* **Problem details**:
Exact reproduction of the data is required, with images excluded.

* **Dataset records**:
• • • • • • •

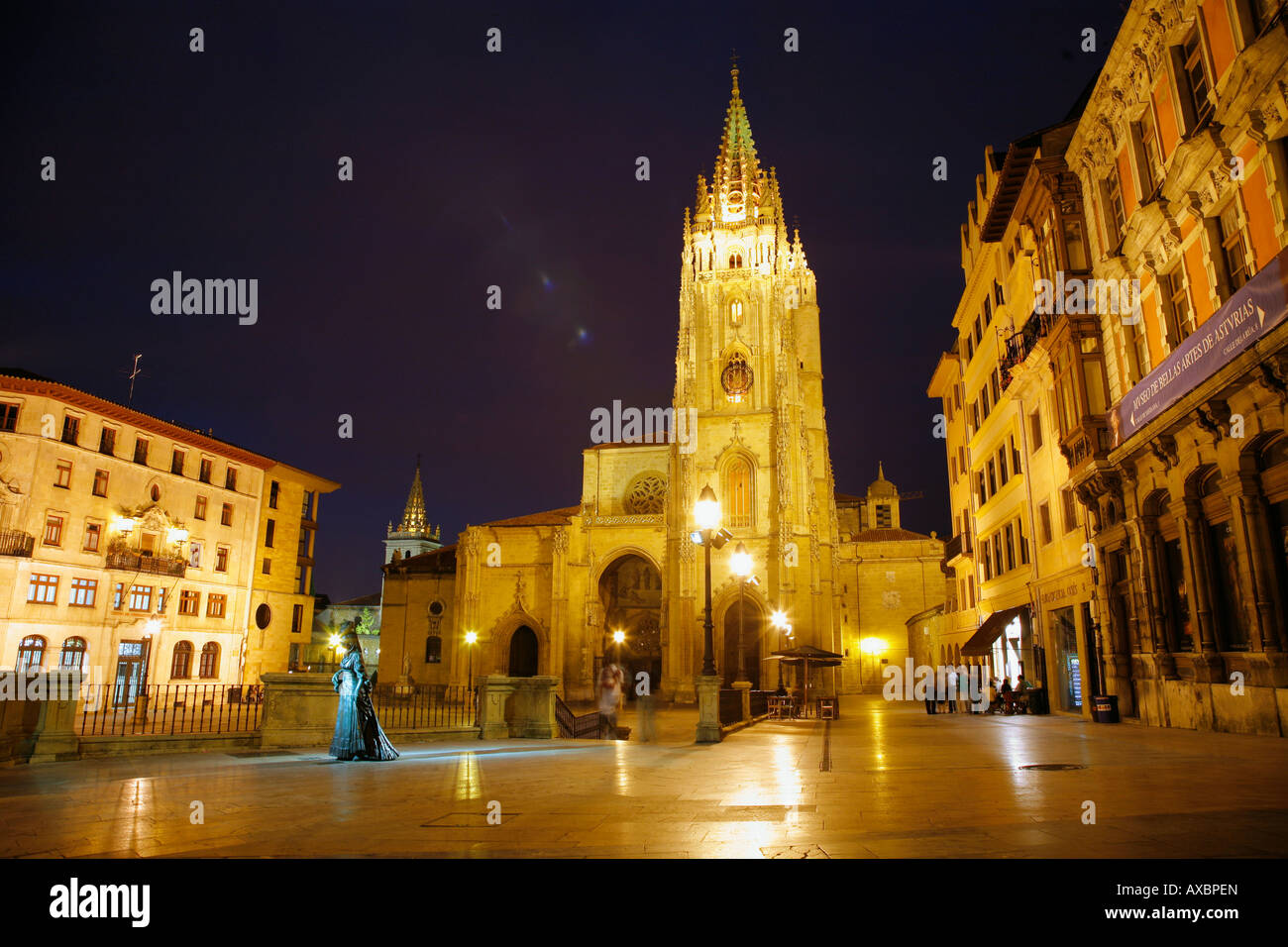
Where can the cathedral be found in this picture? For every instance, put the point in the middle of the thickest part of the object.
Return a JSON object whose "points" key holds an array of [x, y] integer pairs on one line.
{"points": [[546, 592]]}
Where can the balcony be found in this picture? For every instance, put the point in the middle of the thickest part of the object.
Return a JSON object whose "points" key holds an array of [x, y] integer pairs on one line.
{"points": [[957, 548], [16, 543], [153, 565], [1020, 343]]}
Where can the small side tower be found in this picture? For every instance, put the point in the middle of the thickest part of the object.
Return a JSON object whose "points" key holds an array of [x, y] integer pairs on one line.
{"points": [[413, 534]]}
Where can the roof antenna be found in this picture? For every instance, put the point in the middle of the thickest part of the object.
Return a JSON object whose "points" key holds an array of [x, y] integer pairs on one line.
{"points": [[132, 376]]}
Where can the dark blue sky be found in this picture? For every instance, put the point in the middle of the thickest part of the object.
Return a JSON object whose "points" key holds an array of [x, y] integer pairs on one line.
{"points": [[477, 169]]}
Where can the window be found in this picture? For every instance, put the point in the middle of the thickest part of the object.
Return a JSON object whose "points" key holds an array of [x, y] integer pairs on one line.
{"points": [[209, 660], [82, 591], [141, 598], [741, 492], [1180, 315], [31, 652], [1196, 77], [1070, 510], [180, 665], [1233, 247], [43, 589], [1151, 167], [72, 656], [53, 530], [1117, 213]]}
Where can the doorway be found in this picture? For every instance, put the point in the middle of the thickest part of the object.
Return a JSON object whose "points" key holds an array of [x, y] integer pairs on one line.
{"points": [[523, 652]]}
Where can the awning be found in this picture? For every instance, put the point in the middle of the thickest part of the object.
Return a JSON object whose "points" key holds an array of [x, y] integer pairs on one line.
{"points": [[982, 642]]}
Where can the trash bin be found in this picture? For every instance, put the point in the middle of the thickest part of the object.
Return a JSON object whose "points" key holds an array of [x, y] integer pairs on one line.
{"points": [[1104, 707]]}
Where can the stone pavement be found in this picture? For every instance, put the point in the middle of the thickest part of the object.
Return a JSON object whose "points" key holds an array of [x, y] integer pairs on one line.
{"points": [[887, 781]]}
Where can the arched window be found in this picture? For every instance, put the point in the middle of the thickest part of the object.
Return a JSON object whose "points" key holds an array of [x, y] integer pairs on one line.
{"points": [[180, 665], [741, 493], [209, 661], [31, 652], [72, 657]]}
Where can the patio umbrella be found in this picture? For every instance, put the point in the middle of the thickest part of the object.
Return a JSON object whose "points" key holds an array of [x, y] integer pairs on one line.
{"points": [[806, 655]]}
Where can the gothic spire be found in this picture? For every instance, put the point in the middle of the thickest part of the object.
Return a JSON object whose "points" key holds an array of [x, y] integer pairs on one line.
{"points": [[413, 514], [737, 176]]}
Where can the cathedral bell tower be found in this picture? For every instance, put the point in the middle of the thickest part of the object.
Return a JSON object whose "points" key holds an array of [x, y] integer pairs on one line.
{"points": [[748, 373]]}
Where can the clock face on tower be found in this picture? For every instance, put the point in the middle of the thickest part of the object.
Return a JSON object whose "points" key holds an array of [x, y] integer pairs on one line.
{"points": [[735, 377]]}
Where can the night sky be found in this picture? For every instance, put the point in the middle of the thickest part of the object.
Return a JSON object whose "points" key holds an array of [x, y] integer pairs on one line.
{"points": [[476, 169]]}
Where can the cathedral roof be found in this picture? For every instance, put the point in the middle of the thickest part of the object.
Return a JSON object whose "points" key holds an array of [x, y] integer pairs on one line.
{"points": [[889, 535], [561, 517]]}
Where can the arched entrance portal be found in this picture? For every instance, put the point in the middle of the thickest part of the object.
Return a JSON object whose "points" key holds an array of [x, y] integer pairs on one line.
{"points": [[630, 589], [751, 629], [523, 652]]}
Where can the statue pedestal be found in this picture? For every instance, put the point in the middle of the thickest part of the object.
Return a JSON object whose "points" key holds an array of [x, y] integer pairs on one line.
{"points": [[743, 688], [708, 707]]}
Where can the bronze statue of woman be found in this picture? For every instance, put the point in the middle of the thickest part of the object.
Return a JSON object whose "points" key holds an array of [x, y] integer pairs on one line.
{"points": [[357, 731]]}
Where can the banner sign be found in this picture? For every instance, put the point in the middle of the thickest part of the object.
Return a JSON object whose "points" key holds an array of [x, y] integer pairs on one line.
{"points": [[1245, 317]]}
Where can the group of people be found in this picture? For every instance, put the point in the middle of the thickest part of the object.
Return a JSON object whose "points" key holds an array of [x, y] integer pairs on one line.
{"points": [[997, 697]]}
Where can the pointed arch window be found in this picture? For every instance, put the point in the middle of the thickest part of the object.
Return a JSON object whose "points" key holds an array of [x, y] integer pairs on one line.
{"points": [[741, 493]]}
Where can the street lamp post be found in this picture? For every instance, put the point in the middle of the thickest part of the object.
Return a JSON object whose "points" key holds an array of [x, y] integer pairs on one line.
{"points": [[706, 512], [741, 565], [471, 637]]}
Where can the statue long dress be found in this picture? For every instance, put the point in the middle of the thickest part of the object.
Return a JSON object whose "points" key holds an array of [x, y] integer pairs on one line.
{"points": [[357, 731]]}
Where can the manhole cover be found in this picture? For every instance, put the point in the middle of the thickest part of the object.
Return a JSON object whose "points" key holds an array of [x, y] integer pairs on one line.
{"points": [[1054, 766]]}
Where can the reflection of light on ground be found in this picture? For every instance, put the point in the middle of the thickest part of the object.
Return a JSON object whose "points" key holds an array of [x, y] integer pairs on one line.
{"points": [[623, 774], [468, 777], [132, 808]]}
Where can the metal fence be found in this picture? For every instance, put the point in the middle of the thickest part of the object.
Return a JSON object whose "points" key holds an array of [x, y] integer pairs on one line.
{"points": [[419, 706], [166, 709]]}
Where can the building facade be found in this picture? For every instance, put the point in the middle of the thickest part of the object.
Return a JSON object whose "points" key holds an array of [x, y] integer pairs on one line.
{"points": [[1181, 153], [138, 551], [544, 592]]}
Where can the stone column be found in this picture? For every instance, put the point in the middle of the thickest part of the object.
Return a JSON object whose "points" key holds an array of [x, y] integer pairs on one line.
{"points": [[1154, 586], [708, 707], [299, 710], [1253, 540], [494, 692]]}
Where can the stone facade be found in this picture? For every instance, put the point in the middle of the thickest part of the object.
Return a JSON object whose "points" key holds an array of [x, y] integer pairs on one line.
{"points": [[545, 592], [124, 538]]}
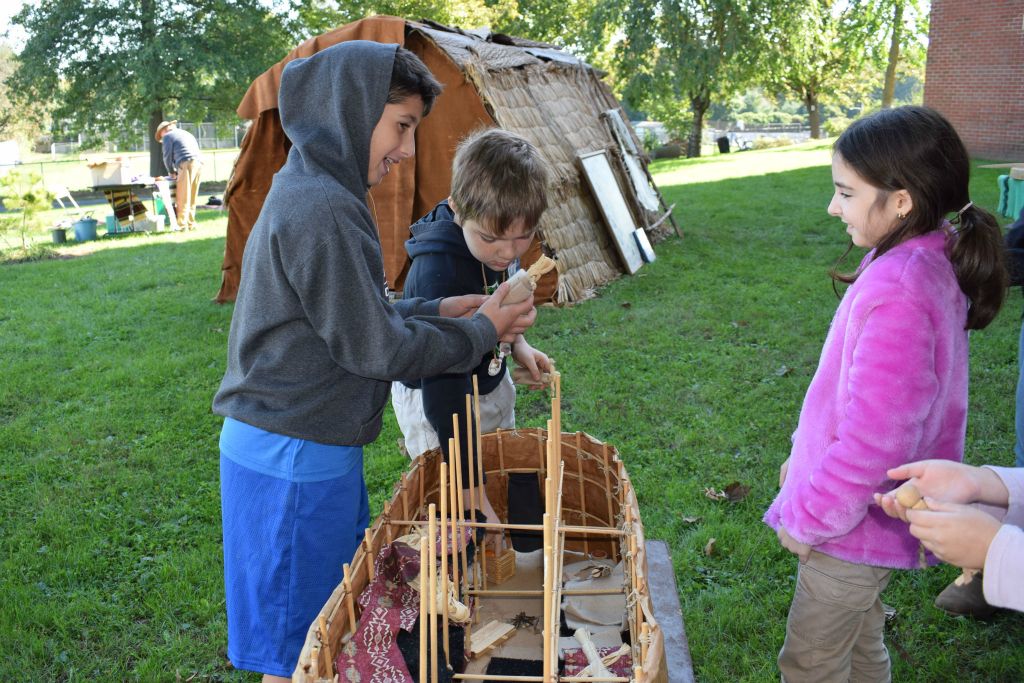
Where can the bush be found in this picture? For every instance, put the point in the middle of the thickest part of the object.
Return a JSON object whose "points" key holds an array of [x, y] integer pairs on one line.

• • • • • • •

* **Written solution**:
Where can the cathedral be found in this picture? For every instance, put the point in the middle of the thickest part of the object.
Return a JSON object whose "points" key holds an array of [x, y] integer pairs on one line.
{"points": [[546, 592]]}
Where can the balcony be found in this picture? For every instance, put the point in the middle of the thickest part of the object.
Return a JSON object whose "points" key holds an array of [x, y] integer pairs on one line.
{"points": [[957, 548], [16, 543], [153, 565], [1020, 343]]}
Where can the small side tower be found in this picture? For every instance, put the point in the middle of the thickest part of the object.
Return a JSON object whose "points" key holds an array of [x, y] integer pairs on one line.
{"points": [[413, 534]]}
Where can the roof antenna be found in this picture? For every instance, put the point in the middle of the thickest part of the object.
Return a JSON object whose "points" key holds an array of [x, y] integer pairs on one line.
{"points": [[132, 376]]}
Where can the dark blue sky be found in this picture? For every instance, put the point in the middle of the thickest part of the object.
Return a JSON object whose "points" key holds an array of [x, y] integer pairs on one line.
{"points": [[477, 169]]}
Where can the window be found in this picture? For every instance, put the point in the middle of the thickest part of the object.
Return a JSON object whose "points" key holds an array of [x, y] integer pairs on one line.
{"points": [[209, 660], [82, 591], [141, 598], [741, 492], [1180, 315], [31, 652], [1196, 77], [1070, 510], [180, 665], [1233, 247], [43, 589], [1151, 167], [72, 656], [53, 530], [1117, 213]]}
Where can the doorway be found in this picture? For every instance, put the point in the middle of the thickest part of the object.
Return a JSON object whose "points" key holds an array of [x, y] integer pairs on one line.
{"points": [[523, 652]]}
Where can the awning be found in this picture? For every instance, put the point in the middle of the thickest part of the object.
Return a JSON object whose "points" key holds an array of [x, y] integer pairs on one line.
{"points": [[982, 642]]}
Where can the trash bin be found in this picture? For every instance, put the point in the middle of the thickest part of the object.
Return a JSON object whose "points" key holds an array of [x, y] integer pairs on one line.
{"points": [[1104, 707]]}
Where can the stone pavement be found in this picture? For every instance, put the point in the middle of the thickest part of the object.
Return a JSON object whose "points" key holds an array of [x, y] integer pairs on one line.
{"points": [[887, 781]]}
Where can the arched window be found in this picture? For every instance, put the point in the middle of the thickest part of the object.
Return a JSON object whose "points" key holds an array of [x, y] integer pairs on one line.
{"points": [[180, 665], [741, 493], [209, 661], [31, 652], [72, 657]]}
Where can the patio umbrella be found in this picture? For every instance, put the point in the middle of the thickest part of the object.
Return a JSON object whose "points" key holds an array of [x, y] integer pairs on one line.
{"points": [[806, 655]]}
Where can the gothic spire be found in this picture? For every instance, put the point in the middle of the thickest part of the object.
Return a JSON object whose "points" key holds an array of [x, y] integer pairs on one line.
{"points": [[413, 514], [737, 176]]}
Where can the cathedral bell tower be found in this picture? For every instance, put the point in the middle of the thickest part of the object.
Return a JSON object whose "points" key holds an array of [x, y] integer pairs on one line.
{"points": [[748, 373]]}
Where can the clock face on tower be found in this picture? For every instance, put the point in the middle of the thickest part of the object.
Return a JSON object whose "points" key holds an array of [x, y] integer pairs on one line.
{"points": [[735, 377]]}
Where can the night sky be found in this picture? For every instance, put the point in the middle of the thickest part of the object.
Return a JSON object whose "points" key holds an array of [x, y] integer pairs on one line.
{"points": [[476, 169]]}
Where can the cathedral roof be found in this picture? For every instance, put the point in the middle of the thickest part of the object.
Return a JSON object whose "points" key holds an array of [x, y] integer pairs on one line.
{"points": [[889, 535], [561, 517]]}
Where can the arched entrance portal be found in this picture? For every instance, put the point in the middle of the thickest part of the object.
Return a JSON object whose "points" key holds an array of [x, y] integer pairs on one line.
{"points": [[630, 589], [751, 629], [523, 652]]}
Where can the statue pedestal be found in this picture? For every instance, put the point in the middle of the thickest part of the object.
Return a JSON object whose "points" key holds an array of [x, y] integer pairs on one line.
{"points": [[743, 688], [708, 707]]}
Where can the bronze statue of woman be found in this picture? For every instance, put the point in the middle of the thickest part of the object.
Return a JSON object whose "points" key holds an array of [x, y] integer pairs on one line.
{"points": [[357, 731]]}
Where can the banner sign be found in this picture? For every instance, put the point in the middle of the thickest part of the object.
Return a JSON object whose "points" key holds an array of [x, y] integer pairs on one line.
{"points": [[1245, 317]]}
Where can the group of people be found in this picture? For every instance, put the point in the middle of the thickest part of the object.
Return a JSON object whose "points" key holds an array of [x, y] integer pairs on one line.
{"points": [[997, 697]]}
Where can the pointed arch window be found in this picture? For every instance, put the point in the middle of the thickest part of the object.
Return a JSON object whose "points" key holds an array of [x, y] integer pairs on one line.
{"points": [[741, 493]]}
Where can the street lamp post be found in this picture? For every instance, put the point in the middle of the thickest part of the object.
Return a JSON object whose "points" key holds an array of [x, y] integer pairs on one line.
{"points": [[706, 512], [741, 565], [471, 637]]}
Where can the statue long dress be found in this picture? For every instance, put the point in the middle of the thickest part of the object.
Return a JSON object whose "points" key holds an array of [x, y] integer pairs on one line.
{"points": [[357, 731]]}
Where can the manhole cover be found in this picture? For every instance, put the point in the middle of the thickest part of the object.
Return a JSON object whose "points" key holds an array of [x, y] integer pairs on one line.
{"points": [[1054, 766]]}
Where can the reflection of light on ground be found in this picture? For every instance, put the point in the middle of the thickest part of the object.
Return a JSON object whose "points" key holds an array of [x, y] integer pairs on one line.
{"points": [[623, 774], [468, 777], [132, 808]]}
Where can the metal fence be found in this picture? For every instance, put the point in the middle of the thickest part of the object.
Return a JSON object whose "points" key holds an array of [x, y] integer pairs on one line.
{"points": [[419, 706], [166, 709]]}
Where can the building facade be found in this picture? For every instance, put the point in the middle of the thickest part of the object.
Return a JSON object whose "points" key holds an array of [x, y] integer pairs on one line.
{"points": [[1181, 153], [138, 551], [544, 592]]}
Where can the stone column be found in this picture? For every instance, put the point in the middle of the thickest part of the object.
Return a JSON object whose "points" key holds an array of [x, y] integer pairs on one line.
{"points": [[1154, 586], [708, 707], [299, 710], [1253, 540], [494, 692]]}
Where can the stone facade be found in this picture? For every instance, put the point in the middle of the thickest part of the object.
Return a JSON object whose "points" key holds an array of [x, y] integer pairs on one line.
{"points": [[545, 592], [124, 538]]}
Where can the bush be found in this picture? For every instance, put the point in the middle of the thickest part of the object.
Return a JSON object whose "points" key holds an array of [x, y] integer pairs on one line.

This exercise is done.